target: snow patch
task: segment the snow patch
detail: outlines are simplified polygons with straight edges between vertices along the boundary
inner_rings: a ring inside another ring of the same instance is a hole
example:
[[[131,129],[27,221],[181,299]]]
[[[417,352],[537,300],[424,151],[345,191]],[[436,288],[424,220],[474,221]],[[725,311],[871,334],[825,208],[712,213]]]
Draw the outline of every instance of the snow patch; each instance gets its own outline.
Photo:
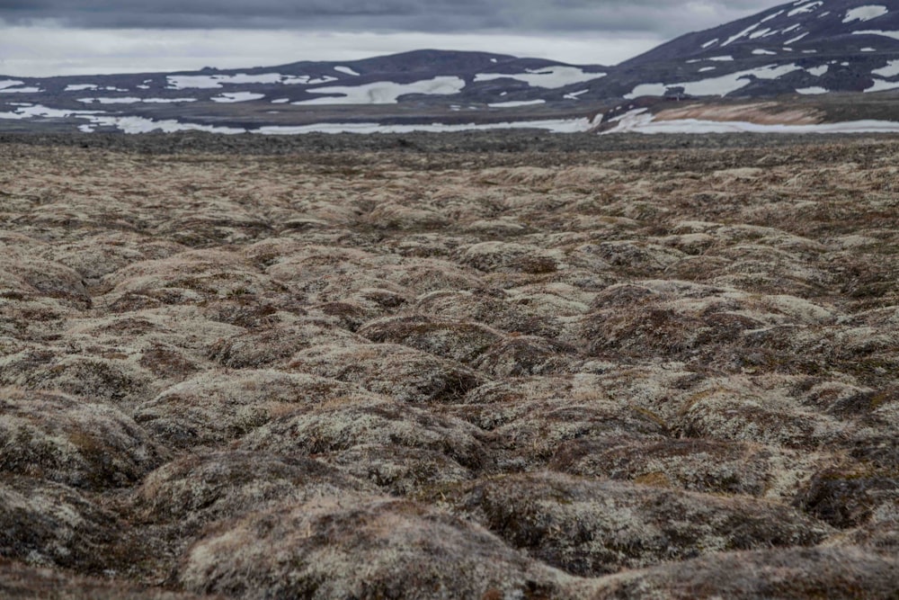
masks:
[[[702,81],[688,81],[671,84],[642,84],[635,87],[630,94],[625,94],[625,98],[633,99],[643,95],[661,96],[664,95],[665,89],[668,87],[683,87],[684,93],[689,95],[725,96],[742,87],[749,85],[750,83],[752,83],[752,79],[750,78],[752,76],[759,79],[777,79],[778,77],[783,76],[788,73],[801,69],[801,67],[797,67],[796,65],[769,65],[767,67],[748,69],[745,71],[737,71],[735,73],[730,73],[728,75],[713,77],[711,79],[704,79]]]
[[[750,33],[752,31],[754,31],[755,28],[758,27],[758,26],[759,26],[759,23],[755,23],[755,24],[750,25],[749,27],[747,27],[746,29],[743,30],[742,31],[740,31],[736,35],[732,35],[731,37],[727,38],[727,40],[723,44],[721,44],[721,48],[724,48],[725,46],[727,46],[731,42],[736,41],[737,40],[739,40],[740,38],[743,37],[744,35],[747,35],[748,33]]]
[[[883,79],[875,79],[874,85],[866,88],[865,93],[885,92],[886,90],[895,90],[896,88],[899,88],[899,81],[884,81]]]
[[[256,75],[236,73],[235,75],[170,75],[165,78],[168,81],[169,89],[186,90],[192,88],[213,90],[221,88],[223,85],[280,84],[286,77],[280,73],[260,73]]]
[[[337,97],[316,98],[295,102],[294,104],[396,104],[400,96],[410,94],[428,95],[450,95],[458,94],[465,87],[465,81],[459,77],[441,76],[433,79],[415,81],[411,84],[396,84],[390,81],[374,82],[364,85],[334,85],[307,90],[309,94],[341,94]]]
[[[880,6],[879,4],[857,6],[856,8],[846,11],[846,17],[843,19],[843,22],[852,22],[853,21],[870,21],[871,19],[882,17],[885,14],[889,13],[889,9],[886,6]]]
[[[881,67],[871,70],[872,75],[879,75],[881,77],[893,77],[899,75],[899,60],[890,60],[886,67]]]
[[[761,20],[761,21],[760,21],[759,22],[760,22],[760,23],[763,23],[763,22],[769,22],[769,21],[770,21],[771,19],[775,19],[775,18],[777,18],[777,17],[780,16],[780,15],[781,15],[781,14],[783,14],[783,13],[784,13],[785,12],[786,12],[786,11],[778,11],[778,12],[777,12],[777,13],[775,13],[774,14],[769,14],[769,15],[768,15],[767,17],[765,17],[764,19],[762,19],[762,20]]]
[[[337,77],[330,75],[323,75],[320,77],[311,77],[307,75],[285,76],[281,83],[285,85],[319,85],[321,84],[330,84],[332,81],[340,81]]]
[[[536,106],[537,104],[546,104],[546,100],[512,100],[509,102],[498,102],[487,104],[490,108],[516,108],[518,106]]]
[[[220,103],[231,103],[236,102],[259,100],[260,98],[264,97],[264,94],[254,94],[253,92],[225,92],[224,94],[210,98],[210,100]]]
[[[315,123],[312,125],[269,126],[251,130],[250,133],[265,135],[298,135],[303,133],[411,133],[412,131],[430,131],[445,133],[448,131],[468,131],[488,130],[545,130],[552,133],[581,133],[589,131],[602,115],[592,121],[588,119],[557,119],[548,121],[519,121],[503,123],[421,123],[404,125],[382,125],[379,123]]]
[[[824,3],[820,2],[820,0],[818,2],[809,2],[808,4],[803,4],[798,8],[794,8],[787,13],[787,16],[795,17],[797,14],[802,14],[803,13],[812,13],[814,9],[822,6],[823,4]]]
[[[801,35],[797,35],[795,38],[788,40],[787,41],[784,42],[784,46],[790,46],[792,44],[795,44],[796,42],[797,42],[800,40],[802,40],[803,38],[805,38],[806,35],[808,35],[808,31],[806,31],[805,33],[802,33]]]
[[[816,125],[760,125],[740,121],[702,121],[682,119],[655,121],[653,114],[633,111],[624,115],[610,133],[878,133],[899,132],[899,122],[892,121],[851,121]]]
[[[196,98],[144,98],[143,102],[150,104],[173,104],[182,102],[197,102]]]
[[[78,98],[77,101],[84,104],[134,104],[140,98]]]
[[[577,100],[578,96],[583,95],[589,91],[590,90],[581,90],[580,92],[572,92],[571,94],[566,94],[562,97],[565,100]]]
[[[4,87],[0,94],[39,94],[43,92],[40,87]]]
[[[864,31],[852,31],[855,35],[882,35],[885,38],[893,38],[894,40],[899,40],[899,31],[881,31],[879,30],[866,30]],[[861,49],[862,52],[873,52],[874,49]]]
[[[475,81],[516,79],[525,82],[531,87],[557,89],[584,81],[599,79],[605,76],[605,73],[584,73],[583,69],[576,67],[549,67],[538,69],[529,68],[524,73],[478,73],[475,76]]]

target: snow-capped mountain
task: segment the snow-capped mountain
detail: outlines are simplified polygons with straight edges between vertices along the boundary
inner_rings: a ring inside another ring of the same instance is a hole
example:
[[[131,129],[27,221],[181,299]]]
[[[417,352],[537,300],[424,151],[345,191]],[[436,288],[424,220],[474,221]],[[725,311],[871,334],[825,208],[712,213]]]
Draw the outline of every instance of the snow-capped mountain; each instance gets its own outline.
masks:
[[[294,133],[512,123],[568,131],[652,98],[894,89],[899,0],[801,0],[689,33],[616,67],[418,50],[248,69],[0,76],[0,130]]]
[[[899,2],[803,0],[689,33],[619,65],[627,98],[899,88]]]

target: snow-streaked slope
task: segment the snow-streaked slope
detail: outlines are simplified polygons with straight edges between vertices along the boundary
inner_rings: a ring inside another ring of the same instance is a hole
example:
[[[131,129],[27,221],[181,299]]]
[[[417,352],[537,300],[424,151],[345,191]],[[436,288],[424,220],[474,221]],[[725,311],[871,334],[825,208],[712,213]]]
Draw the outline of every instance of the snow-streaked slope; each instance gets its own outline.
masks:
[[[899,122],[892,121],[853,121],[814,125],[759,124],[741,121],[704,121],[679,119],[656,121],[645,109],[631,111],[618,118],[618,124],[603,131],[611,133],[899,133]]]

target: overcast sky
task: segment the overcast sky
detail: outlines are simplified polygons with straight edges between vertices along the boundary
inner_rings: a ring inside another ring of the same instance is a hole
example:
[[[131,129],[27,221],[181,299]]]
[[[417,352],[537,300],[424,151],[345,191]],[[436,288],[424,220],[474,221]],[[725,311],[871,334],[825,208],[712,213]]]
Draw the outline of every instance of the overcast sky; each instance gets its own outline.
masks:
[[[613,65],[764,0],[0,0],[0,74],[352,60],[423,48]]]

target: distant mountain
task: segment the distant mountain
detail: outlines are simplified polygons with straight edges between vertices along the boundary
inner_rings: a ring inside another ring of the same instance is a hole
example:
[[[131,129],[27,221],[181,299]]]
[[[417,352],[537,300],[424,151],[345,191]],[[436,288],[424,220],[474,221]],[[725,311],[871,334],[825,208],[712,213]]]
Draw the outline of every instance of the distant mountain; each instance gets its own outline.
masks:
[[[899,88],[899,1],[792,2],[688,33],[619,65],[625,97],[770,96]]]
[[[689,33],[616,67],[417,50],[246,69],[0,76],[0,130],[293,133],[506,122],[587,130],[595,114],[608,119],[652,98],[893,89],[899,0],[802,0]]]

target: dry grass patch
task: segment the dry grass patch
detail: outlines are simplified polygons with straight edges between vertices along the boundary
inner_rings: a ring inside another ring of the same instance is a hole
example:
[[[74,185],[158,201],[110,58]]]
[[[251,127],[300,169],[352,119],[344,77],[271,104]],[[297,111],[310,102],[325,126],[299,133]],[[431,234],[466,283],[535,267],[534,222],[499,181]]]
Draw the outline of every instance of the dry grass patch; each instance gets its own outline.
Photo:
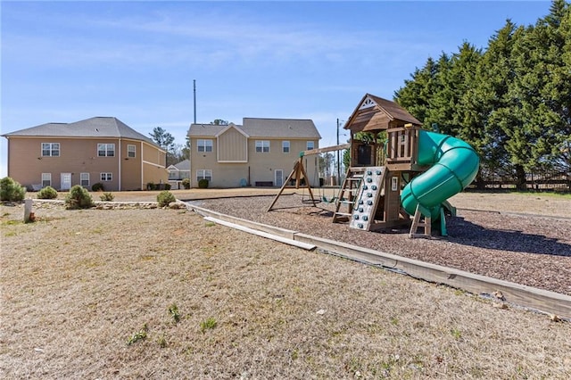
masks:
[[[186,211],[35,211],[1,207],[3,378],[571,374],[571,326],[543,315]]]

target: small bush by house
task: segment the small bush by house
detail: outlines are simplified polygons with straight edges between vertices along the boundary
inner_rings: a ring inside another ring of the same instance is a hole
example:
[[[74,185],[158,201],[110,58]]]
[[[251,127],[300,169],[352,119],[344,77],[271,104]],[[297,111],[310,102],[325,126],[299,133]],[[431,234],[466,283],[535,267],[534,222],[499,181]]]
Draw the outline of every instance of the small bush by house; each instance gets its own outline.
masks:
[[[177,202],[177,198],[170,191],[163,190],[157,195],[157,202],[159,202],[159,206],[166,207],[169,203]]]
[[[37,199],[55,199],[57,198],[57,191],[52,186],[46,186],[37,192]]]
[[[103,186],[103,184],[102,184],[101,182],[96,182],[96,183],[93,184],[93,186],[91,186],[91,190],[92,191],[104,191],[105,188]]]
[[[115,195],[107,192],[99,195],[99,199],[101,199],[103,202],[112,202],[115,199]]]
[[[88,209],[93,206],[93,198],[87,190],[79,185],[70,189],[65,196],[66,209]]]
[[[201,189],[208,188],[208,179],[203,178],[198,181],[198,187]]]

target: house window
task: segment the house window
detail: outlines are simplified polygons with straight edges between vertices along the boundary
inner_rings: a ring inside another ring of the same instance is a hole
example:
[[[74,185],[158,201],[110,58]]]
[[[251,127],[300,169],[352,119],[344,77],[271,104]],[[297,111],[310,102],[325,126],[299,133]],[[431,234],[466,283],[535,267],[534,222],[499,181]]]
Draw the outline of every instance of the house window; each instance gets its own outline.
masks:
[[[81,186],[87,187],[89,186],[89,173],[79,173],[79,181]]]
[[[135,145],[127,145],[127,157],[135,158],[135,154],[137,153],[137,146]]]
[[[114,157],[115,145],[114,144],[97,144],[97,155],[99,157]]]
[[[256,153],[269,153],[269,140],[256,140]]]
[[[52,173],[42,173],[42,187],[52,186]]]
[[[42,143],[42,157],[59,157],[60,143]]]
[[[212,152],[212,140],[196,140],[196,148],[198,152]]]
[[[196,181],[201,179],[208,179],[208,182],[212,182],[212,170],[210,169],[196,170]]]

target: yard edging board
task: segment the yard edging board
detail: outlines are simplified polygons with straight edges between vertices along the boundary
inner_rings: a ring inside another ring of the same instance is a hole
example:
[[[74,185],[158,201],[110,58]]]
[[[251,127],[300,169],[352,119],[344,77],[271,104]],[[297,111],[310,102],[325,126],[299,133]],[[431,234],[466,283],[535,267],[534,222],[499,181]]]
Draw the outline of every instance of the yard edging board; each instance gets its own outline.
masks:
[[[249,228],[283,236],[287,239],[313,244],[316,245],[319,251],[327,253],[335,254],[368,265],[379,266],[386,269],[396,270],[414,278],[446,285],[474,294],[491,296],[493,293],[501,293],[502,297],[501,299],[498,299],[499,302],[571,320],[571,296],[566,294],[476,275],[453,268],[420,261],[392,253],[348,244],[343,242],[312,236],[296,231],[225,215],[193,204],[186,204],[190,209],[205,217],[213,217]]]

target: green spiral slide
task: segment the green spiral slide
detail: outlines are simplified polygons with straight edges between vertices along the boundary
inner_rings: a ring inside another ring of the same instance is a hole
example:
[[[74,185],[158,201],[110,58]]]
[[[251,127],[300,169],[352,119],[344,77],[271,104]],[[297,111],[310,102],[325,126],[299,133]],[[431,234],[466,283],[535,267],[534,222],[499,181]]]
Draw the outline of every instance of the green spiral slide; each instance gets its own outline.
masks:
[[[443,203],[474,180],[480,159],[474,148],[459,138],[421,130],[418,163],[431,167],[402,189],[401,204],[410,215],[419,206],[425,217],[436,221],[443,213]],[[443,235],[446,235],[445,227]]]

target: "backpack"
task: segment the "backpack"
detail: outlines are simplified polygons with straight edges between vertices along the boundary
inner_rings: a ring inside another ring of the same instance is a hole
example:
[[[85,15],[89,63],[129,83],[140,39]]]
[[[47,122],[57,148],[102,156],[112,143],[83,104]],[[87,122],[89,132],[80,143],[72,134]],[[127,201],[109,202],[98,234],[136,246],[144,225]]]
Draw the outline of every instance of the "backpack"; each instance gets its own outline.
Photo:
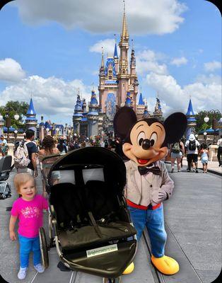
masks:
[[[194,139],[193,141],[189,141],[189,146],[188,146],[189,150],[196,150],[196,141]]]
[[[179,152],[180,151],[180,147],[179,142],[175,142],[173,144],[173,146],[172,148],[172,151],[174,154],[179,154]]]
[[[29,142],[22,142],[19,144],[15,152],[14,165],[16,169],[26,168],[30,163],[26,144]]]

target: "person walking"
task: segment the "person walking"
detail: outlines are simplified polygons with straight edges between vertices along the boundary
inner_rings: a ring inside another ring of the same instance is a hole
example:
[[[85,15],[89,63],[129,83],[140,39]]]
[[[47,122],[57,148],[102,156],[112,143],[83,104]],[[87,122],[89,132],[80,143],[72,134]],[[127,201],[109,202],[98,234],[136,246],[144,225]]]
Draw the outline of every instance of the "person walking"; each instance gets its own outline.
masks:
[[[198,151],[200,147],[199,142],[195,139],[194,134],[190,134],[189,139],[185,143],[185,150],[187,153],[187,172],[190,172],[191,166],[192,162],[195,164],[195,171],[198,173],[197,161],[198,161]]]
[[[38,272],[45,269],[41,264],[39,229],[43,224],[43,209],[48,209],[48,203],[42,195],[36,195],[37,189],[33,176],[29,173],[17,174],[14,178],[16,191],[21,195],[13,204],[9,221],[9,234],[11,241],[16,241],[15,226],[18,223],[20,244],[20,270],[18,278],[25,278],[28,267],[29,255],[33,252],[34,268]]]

Stated problem: Locate every line in the data above that contains the word "person" and copy each of those lines out in full.

Task solution:
target: "person walking"
task: segment the "person walking"
Draw the outline of every instance of the "person walking"; each instance gets its own outline.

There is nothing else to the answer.